▸ Task brief
All entries are to be copied verbatim, while the pictures stay out.
---
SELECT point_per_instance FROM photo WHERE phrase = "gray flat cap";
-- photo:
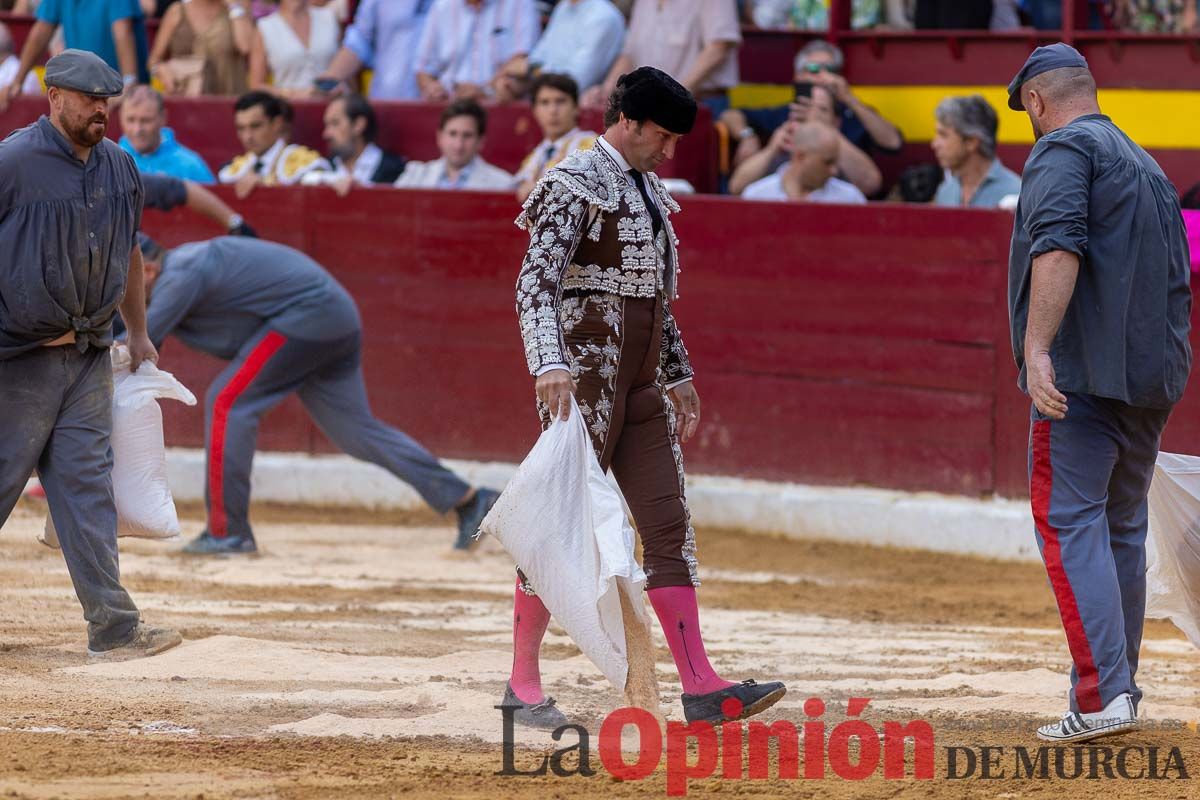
(1044, 59)
(85, 72)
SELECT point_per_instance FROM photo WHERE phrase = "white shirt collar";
(615, 155)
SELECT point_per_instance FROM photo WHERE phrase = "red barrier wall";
(205, 125)
(840, 346)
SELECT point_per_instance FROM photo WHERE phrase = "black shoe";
(209, 545)
(471, 517)
(755, 698)
(544, 715)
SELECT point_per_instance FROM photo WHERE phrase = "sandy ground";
(358, 657)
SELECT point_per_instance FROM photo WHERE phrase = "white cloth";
(481, 175)
(565, 527)
(1173, 546)
(9, 67)
(145, 507)
(834, 191)
(293, 64)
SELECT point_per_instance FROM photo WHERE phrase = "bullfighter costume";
(594, 298)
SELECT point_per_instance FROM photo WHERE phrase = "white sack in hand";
(144, 505)
(565, 528)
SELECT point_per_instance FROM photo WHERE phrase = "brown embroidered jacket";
(589, 229)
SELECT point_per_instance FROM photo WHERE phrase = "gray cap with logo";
(83, 72)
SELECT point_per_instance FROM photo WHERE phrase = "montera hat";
(649, 94)
(83, 72)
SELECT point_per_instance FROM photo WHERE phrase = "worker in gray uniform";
(70, 208)
(286, 326)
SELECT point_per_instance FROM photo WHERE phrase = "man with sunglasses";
(819, 64)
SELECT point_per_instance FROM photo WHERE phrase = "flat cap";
(1044, 59)
(84, 72)
(653, 95)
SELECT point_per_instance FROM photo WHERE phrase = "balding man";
(1099, 304)
(808, 176)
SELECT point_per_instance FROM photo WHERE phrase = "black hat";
(1044, 59)
(85, 72)
(653, 95)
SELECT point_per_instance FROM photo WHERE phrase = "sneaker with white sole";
(1116, 717)
(145, 642)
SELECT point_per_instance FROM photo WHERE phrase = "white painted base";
(1001, 529)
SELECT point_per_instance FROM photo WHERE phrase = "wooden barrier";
(835, 346)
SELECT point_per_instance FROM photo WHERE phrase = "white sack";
(565, 528)
(1173, 547)
(144, 505)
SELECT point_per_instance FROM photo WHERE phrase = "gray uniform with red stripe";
(287, 326)
(1122, 358)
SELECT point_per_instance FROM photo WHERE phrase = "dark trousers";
(57, 416)
(613, 347)
(328, 378)
(1089, 479)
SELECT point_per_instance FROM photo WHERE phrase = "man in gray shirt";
(286, 326)
(70, 205)
(1099, 305)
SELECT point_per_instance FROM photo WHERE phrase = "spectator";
(460, 139)
(582, 41)
(814, 14)
(1155, 16)
(151, 144)
(263, 122)
(453, 64)
(965, 145)
(10, 65)
(694, 41)
(112, 29)
(295, 46)
(808, 176)
(351, 130)
(953, 13)
(556, 108)
(202, 46)
(383, 36)
(853, 163)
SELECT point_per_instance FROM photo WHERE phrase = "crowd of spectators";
(561, 56)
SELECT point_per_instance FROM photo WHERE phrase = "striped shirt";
(465, 43)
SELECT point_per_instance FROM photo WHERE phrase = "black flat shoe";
(543, 715)
(755, 698)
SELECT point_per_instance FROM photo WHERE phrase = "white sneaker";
(1116, 717)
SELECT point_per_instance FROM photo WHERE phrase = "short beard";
(83, 136)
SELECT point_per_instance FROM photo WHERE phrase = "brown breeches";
(613, 346)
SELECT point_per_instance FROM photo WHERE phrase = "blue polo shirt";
(88, 25)
(997, 184)
(171, 158)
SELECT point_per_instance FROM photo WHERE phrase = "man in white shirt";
(460, 139)
(556, 108)
(808, 176)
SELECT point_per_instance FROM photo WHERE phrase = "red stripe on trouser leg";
(225, 401)
(1087, 692)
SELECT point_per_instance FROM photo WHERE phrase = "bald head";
(1056, 97)
(815, 138)
(814, 156)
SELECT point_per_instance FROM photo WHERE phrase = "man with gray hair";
(1099, 306)
(965, 145)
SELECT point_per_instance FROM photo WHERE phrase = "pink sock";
(529, 621)
(679, 617)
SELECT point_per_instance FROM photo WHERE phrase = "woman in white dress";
(294, 46)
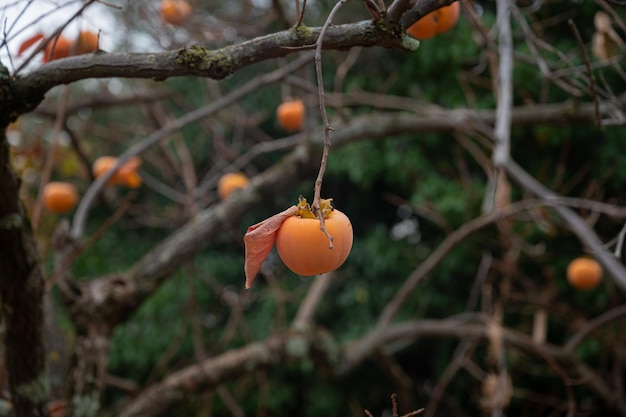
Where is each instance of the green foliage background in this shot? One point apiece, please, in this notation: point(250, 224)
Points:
point(368, 180)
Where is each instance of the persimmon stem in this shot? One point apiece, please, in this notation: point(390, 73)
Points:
point(315, 206)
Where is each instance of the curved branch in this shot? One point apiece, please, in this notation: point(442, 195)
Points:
point(149, 272)
point(29, 90)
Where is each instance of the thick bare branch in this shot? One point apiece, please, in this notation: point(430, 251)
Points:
point(29, 90)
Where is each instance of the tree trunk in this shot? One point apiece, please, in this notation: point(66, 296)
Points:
point(21, 292)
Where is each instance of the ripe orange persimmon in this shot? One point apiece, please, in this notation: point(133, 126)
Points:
---
▸ The answer
SELECT point_per_instance FROM photo WHERE phrase = "gray flat cap";
-- photo:
(1044, 59)
(85, 72)
SELECT point_per_instance FROM photo WHERE phrase = "white shirt collar";
(615, 155)
SELECT point_per_instance FROM photo WHERE phrase = "red barrier wall";
(205, 125)
(840, 346)
SELECT point_per_instance FROM photo WHERE phrase = "black shoe";
(209, 545)
(471, 517)
(755, 698)
(544, 715)
SELECT point_per_instance FROM photo WHERE phrase = "sandy ground";
(358, 657)
SELECT point_per_instance FROM photo WHERE phrase = "white cloth";
(481, 175)
(565, 527)
(1173, 546)
(9, 67)
(145, 507)
(834, 191)
(293, 64)
SELECT point_per_instance FROM photo WHERE phrase = "bullfighter costume";
(594, 298)
SELECT point_per_instance FROM photo WHERE phrase = "white sack in hand";
(144, 505)
(565, 528)
SELECT point_per_instance FROM photo WHERE phrase = "brown embroidered jacket";
(589, 229)
SELECT point_per_instance FROM photo WHERE phrase = "gray cap with logo";
(83, 72)
SELECT point_per_instance FROM photo WHERE phrase = "montera hat";
(649, 94)
(83, 72)
SELECT point_per_instance FROM photo WHERE phrase = "worker in gray uniform";
(70, 208)
(286, 326)
SELECT point_per_instance FROM photo WHERE phrase = "man with sunglasses";
(819, 64)
SELECT point_per_instance FROM photo WHERE phrase = "flat cap";
(1044, 59)
(84, 72)
(653, 95)
SELECT point_per_instance FROM photo WHERE phrase = "balding man";
(1099, 304)
(808, 176)
SELECT point_per_instance FROM photo WHERE phrase = "black hat";
(1044, 59)
(85, 72)
(653, 95)
SELECT point_per_instance FROM photo WHERE phrase = "sneaker with white sole";
(1116, 717)
(145, 642)
SELECT point_per_instance FROM photo WHERE phrase = "white painted base";
(1001, 529)
SELECT point_per_instance FROM photo WHERE phrase = "wooden barrier";
(835, 346)
SELECT point_per_instance FROM photo WHERE phrase = "white sack";
(565, 528)
(1173, 547)
(144, 505)
SELECT point_per_instance FROM photo WHERE phrase = "gray uniform with red stripe";
(287, 326)
(1122, 358)
SELECT point_per_instance FROM photo WHERE phrase = "dark trousers";
(57, 416)
(613, 347)
(328, 378)
(1089, 479)
SELECT point_per_instance FROM photo WHERE phrase = "man in gray shirt";
(286, 326)
(70, 205)
(1099, 305)
SELECT point_per_instance FROM photo WHERE phrase = "spectator";
(460, 139)
(582, 41)
(814, 14)
(1155, 16)
(151, 144)
(263, 122)
(453, 64)
(965, 145)
(10, 65)
(694, 41)
(112, 29)
(295, 46)
(808, 176)
(351, 130)
(953, 13)
(556, 108)
(202, 46)
(383, 36)
(853, 163)
SELECT point_per_instance FROM photo WHERE phrase = "crowd of spectators";
(561, 56)
SELECT point_per_instance FROM photo WHERE phrase = "striped shirt";
(465, 43)
SELECT point_per_instance FROM photo WHERE phrase = "black flat shoe";
(543, 715)
(755, 698)
SELECT point_per_instance FROM photo WHERE phrase = "white sneaker";
(1116, 717)
SELECT point_per_instance FROM photo WHERE phrase = "short beard";
(83, 136)
SELECT point_per_instance FROM photo WHERE phrase = "brown breeches";
(613, 346)
SELECT point_per_instance FROM photo WHERE phrase = "blue polo shirt";
(88, 25)
(997, 184)
(171, 158)
SELECT point_per_instance FROM photo WHERE phrase = "man in white shirt";
(460, 139)
(556, 108)
(808, 176)
SELECT point_per_instance FROM photo WHERE phrase = "red stripe on trouser leg";
(225, 401)
(1087, 692)
SELECT point_per_instance FROM photo WHERE phrase = "bald head";
(1056, 97)
(815, 138)
(814, 156)
SELECT point_per_instance FROM photo WHERE phrase = "man with gray hair";
(1099, 306)
(965, 145)
SELECT point_per_instance FROM photo WHERE phrase = "pink sock";
(529, 621)
(679, 617)
SELECT point_per_instance FROM photo WHERE phrase = "woman in white dress";
(294, 46)
Where is each instance of the green foliage background in this shot? One point apiece, please, in this notation: point(250, 224)
Points:
point(368, 180)
Where is each instance of the persimmon stem in this shot? One point apiece, please, in this notation: point(390, 73)
Points:
point(315, 206)
Where is each instance of the curved branch in this shot? One point apiece, please, in this notation: point(442, 195)
Points:
point(149, 272)
point(29, 90)
Where is each instance of the thick bare branch in this shot? One point apiece, please, in this notation: point(430, 251)
Points:
point(29, 90)
Where is each instance of the tree trunk in this shot? One point apiece, please, in this notation: point(66, 296)
Points:
point(21, 292)
Where is each instance of the ripe orange persimmon in this shot? One point apiece, please, in this notation: point(133, 126)
Points:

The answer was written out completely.